Material to process below:
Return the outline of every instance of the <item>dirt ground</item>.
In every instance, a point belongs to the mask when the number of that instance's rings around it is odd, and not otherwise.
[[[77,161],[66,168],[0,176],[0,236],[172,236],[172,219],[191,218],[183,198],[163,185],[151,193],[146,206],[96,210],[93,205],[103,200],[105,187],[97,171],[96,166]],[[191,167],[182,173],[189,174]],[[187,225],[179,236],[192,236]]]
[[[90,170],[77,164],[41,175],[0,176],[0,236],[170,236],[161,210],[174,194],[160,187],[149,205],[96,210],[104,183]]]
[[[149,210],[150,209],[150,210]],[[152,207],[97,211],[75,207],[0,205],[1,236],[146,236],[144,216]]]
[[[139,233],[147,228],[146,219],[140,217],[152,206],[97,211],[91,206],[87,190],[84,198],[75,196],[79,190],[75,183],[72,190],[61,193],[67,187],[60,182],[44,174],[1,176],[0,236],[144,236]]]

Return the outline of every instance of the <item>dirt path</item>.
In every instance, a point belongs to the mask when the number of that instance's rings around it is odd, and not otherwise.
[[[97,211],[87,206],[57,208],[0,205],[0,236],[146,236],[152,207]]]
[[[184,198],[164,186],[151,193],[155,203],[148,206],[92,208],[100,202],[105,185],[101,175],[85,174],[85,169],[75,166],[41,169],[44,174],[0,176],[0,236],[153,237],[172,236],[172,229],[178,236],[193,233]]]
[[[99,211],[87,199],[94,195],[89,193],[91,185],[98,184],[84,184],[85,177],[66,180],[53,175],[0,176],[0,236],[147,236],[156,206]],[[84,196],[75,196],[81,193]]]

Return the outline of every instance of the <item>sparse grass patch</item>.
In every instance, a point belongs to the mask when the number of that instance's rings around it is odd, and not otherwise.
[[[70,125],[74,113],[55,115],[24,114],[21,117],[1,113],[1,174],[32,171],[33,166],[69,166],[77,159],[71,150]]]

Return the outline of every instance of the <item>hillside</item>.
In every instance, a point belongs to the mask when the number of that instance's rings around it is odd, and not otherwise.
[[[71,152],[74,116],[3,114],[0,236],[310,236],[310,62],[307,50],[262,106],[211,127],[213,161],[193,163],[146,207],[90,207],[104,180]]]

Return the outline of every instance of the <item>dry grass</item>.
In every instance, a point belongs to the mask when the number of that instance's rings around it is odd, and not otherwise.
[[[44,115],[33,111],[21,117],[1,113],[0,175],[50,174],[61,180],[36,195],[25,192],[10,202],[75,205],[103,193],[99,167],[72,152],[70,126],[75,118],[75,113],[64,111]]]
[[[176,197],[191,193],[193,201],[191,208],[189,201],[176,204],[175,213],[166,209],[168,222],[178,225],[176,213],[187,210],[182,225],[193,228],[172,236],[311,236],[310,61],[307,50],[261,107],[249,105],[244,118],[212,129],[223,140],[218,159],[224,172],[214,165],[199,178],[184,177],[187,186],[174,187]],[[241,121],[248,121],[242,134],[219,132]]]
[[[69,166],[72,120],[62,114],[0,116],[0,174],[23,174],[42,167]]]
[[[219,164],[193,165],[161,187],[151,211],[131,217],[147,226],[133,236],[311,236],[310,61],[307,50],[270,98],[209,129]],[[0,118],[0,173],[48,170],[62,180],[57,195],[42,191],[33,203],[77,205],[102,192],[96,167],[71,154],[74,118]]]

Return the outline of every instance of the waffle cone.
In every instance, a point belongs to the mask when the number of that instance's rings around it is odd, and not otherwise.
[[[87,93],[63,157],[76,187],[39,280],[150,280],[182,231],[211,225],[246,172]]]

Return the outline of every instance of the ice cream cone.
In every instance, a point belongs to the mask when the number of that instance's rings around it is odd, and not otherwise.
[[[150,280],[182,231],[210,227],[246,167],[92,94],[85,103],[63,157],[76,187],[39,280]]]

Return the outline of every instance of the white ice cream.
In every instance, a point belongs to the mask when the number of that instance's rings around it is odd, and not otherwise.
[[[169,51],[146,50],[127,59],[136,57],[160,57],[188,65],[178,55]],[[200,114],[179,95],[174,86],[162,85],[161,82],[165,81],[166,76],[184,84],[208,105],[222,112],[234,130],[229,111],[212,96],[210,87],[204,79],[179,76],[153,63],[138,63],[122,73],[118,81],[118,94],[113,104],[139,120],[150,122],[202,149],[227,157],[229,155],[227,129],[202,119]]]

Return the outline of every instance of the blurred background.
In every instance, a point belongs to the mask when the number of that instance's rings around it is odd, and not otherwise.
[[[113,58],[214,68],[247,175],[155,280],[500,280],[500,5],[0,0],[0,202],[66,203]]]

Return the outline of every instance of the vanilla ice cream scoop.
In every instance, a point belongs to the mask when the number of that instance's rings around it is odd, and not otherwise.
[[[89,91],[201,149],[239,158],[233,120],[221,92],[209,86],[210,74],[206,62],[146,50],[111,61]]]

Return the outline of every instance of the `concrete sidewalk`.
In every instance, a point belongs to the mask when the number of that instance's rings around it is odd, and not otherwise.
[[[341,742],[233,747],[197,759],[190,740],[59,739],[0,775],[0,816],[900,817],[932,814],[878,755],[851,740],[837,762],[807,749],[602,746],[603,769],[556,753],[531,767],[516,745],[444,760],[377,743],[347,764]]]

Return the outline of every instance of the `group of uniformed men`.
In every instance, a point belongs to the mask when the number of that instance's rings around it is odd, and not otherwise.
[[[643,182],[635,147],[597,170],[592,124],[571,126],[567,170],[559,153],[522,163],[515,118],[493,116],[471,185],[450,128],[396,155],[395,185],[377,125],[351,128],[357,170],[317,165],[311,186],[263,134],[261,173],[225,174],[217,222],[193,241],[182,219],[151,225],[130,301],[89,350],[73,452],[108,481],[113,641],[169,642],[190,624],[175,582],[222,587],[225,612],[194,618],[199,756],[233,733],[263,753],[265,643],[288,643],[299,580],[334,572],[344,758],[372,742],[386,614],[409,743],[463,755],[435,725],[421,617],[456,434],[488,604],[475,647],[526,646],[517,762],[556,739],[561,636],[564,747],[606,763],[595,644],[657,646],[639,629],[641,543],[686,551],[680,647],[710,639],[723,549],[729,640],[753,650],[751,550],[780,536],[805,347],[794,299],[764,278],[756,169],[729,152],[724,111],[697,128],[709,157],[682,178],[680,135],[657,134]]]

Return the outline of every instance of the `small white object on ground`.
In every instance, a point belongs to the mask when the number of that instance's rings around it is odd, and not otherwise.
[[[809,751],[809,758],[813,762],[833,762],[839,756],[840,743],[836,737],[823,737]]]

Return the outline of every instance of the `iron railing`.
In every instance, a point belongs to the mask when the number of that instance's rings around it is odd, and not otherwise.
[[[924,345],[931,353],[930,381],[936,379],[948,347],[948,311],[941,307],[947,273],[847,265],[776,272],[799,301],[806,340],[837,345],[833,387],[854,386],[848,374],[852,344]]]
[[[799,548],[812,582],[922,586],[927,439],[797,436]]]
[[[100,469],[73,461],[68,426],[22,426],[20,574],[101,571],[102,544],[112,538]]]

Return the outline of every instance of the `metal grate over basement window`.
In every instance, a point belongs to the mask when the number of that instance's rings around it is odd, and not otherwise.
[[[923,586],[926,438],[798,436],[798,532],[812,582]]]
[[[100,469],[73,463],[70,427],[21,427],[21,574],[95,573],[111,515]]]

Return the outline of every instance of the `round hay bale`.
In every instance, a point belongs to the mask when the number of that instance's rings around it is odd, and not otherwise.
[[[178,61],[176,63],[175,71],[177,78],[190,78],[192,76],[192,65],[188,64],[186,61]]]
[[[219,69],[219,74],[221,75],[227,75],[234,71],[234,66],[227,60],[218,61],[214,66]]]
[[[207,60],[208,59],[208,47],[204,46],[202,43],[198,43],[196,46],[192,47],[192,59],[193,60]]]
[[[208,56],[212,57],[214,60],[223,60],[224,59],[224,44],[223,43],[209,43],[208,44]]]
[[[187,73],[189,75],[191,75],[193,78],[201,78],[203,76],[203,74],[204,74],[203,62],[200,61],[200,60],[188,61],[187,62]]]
End of Material to process.
## Exercise aim:
Only one stretch is wanted, so please give again exactly the lines from the start of the data through the line containing "the <item>dirt path</item>.", both ends included.

## Solution to this problem:
Return the outline of every instance of the <item>dirt ground</item>.
In every instance, a point belongs to the mask when the number of that instance's rings around it is odd, and not otherwise.
[[[77,161],[66,168],[0,176],[0,236],[172,236],[172,219],[191,218],[183,198],[163,185],[151,193],[146,206],[96,210],[93,205],[103,200],[105,187],[97,171],[96,166]],[[191,167],[182,173],[189,174]],[[187,225],[179,236],[192,236]]]
[[[90,170],[77,164],[41,175],[0,176],[0,236],[170,236],[161,210],[174,194],[160,187],[149,205],[96,210],[104,183]]]
[[[149,210],[150,209],[150,210]],[[152,207],[97,211],[75,207],[0,205],[1,236],[146,236],[144,216]]]
[[[139,233],[147,228],[146,219],[140,217],[152,206],[97,211],[91,206],[87,190],[84,198],[75,196],[79,190],[75,183],[72,190],[61,193],[67,187],[60,182],[44,174],[1,176],[0,236],[144,236]]]

Return the outline of every instance of the <item>dirt path</item>.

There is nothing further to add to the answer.